ページ抜粋 -
▬▬▬
「親は何を言ってもわかってくれない。だからもう何も言わない」
家族との会話がなかった
親とのコミュニケーションがとれなくて、ずーと引きこもりの状態が続いていて。本を読んだり、自分なりに考えたことなんかをパソコンに文章化したりして、数年がたつという「引きこもり過食」の美佳さん。本当に会話がなかったんです。部屋からでてくるのも夕飯のときだけ。それも大急ぎで食べて、過食をしに自室へ戻る。テレビがついているから、みんなの顔はテレビに釘付け。一日一回だけ顔をあわせる美佳さんのほうを、誰も向かないまま。そして3年が過ぎた。
相談を受けたセラピストは「これではいけない。せめてテレビを消して会話のチャンスを」と、アドバイスをだした。「やだー、僕みたい番組があるのに!」と叫ぶ弟も説得して、なんとかテレビのスイッチだけは入れずに夕食を囲むという約束ができあがった。
ポツリ、ポツリと会話が交わされて
三ヶ月ほどたつと、夕食の模様がかわってきた。弟は学校であったことを話し出した。部活のサッカークラブのことも聞いてほしいようだ。いつのまにか弟が緩衝剤となって、美佳と両親の間にも会話が行き交うようになってきた。「美佳ちゃん、もうちょっとゆっくり食べたら」「えー、ゆっくり食べてるやん」といったさりげない会話だ。「いいですよ。さりげない雑談こそがコミュニケーションの基盤になりますから。大いに裾野を広げてください」と、面接でセラピストも舵取りをする。
美佳は食後すぐに自室に引っ込んでいたが、少しづつ夕食がすんでも居間で時間を過ごすようになってきた。時には「あのね、お母さん」と、自分から話しかけたりもする。「明日ね、図書館に行ってみようと思うんだけど」「え、図書館へ」と、母親はびっくり。ここ数年外に自分から出かけるということがなかったのだ。「それはいいね。なにか本をさがすの」「うん、なんか読んでみようかなって思って。見つかるかな」「どんな本、読みたいん」「ようわからんけど」。
▬▬▬
参照表現による位置指示データ
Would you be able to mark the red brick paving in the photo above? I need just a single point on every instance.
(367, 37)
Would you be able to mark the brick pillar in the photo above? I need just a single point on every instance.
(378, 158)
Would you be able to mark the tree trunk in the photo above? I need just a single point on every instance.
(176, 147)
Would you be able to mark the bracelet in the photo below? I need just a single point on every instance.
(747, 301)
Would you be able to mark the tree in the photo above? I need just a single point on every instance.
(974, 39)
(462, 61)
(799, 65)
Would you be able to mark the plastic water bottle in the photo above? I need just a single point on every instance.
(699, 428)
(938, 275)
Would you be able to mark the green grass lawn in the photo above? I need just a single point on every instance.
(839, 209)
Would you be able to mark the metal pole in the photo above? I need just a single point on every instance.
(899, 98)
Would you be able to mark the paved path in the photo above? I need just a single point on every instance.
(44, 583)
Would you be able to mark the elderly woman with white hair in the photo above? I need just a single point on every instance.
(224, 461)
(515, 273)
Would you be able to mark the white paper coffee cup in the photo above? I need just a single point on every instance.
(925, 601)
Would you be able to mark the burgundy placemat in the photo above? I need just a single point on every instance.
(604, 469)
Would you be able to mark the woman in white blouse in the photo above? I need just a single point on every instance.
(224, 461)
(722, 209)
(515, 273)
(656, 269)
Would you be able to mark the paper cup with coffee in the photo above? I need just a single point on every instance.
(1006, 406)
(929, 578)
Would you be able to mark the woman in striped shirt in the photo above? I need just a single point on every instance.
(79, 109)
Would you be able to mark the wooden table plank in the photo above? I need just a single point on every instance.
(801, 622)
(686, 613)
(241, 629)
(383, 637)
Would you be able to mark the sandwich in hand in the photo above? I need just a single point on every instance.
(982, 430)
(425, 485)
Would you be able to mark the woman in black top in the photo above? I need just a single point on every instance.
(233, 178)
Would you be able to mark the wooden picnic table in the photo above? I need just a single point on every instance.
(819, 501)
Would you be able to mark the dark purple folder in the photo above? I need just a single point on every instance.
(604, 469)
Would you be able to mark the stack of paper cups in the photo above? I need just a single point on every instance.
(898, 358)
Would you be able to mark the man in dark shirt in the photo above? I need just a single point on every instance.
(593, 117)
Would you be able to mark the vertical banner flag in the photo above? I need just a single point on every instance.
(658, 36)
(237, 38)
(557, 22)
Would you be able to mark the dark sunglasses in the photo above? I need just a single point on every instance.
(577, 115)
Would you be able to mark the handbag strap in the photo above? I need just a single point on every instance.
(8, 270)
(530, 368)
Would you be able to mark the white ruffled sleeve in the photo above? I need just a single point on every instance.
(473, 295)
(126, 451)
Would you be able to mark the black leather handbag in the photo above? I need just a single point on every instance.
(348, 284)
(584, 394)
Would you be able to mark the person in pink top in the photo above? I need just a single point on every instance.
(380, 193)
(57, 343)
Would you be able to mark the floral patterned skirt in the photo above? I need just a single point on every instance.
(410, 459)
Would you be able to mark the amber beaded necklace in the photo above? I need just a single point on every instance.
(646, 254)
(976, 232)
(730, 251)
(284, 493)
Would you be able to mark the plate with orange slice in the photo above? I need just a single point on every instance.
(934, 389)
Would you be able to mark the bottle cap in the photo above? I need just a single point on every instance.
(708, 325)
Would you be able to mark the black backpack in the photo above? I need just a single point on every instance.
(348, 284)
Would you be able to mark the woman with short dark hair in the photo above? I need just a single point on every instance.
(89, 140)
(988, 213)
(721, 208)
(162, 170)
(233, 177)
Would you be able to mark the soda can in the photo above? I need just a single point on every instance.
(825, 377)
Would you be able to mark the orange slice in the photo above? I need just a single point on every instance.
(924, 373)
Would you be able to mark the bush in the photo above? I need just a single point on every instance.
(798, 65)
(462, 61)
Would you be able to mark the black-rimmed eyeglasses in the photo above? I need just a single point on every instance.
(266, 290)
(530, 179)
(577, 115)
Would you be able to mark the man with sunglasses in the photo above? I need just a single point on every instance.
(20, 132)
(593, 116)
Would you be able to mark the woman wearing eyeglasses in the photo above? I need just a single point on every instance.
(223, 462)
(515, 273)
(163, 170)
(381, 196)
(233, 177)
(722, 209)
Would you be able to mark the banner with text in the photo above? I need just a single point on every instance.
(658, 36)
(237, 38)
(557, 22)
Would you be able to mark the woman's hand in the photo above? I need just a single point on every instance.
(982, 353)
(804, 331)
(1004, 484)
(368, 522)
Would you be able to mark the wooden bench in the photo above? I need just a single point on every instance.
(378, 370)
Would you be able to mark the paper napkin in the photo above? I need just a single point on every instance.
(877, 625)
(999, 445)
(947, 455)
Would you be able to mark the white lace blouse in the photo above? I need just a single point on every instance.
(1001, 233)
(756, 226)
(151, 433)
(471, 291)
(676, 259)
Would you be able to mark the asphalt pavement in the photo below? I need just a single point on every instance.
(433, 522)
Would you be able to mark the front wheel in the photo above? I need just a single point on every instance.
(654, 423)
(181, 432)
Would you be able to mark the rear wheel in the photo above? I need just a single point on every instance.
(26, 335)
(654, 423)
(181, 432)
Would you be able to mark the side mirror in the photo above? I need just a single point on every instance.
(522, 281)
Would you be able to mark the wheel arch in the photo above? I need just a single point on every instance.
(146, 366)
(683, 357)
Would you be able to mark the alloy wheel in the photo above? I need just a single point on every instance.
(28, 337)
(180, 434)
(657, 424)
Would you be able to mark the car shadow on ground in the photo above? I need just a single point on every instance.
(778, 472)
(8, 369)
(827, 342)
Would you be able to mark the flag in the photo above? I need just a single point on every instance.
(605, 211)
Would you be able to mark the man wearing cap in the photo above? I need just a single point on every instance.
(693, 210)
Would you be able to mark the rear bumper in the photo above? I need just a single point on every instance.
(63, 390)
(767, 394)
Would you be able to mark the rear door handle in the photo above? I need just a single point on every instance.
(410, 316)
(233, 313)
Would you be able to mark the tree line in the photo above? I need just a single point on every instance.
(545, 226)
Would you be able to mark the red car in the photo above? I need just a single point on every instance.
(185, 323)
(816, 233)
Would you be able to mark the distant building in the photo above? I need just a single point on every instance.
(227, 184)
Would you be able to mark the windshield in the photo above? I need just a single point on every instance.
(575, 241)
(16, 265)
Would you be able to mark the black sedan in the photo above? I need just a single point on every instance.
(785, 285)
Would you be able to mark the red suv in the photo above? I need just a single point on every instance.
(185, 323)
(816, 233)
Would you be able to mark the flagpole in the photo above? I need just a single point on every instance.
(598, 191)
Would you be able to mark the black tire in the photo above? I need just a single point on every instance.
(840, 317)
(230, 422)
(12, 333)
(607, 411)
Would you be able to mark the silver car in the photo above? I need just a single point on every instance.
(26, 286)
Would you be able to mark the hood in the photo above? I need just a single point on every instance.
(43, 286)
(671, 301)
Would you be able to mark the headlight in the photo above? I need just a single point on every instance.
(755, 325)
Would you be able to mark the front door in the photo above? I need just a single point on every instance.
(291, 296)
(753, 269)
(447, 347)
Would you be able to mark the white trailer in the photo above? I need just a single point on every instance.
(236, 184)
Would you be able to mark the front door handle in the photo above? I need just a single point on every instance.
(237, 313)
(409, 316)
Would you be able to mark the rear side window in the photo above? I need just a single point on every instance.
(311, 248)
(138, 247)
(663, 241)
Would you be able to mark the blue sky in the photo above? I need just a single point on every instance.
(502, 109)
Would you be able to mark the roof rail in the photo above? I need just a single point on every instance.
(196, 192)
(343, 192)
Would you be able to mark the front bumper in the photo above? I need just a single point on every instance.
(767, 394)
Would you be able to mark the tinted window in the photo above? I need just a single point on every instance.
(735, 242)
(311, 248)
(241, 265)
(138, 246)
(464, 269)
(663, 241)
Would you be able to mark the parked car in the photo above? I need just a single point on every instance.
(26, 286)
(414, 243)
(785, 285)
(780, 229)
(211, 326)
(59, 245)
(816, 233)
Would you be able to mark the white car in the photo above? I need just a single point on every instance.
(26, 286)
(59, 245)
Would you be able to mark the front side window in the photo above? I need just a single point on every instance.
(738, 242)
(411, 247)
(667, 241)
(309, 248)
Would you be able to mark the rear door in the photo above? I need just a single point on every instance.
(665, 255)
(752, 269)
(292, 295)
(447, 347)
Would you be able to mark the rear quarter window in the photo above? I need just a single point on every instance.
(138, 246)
▬▬▬
課題の詳細 -
ページ抜粋のうち、「ポツリ、ポツリと会話が交わされて」から「でセラピストも舵取りをする。」までの全文を、一字も変えずに抜き出せますか。

解答欄 -
ポツリ、ポツリと会話が交わされて
三ヶ月ほどたつと、夕食の模様がかわってきた。弟は学校であったことを話し出した。部活のサッカークラブのことも聞いてほしいようだ。いつのまにか弟が緩衝剤となって、美佳と両親の間にも会話が行き交うようになってきた。「美佳ちゃん、もうちょっとゆっくり食べたら」「えー、ゆっくり食べてるやん」といったさりげない会話だ。「いいですよ。さりげない雑談こそがコミュニケーションの基盤になりますから。大いに裾野を広げてください」と、面接でセラピストも舵取りをする。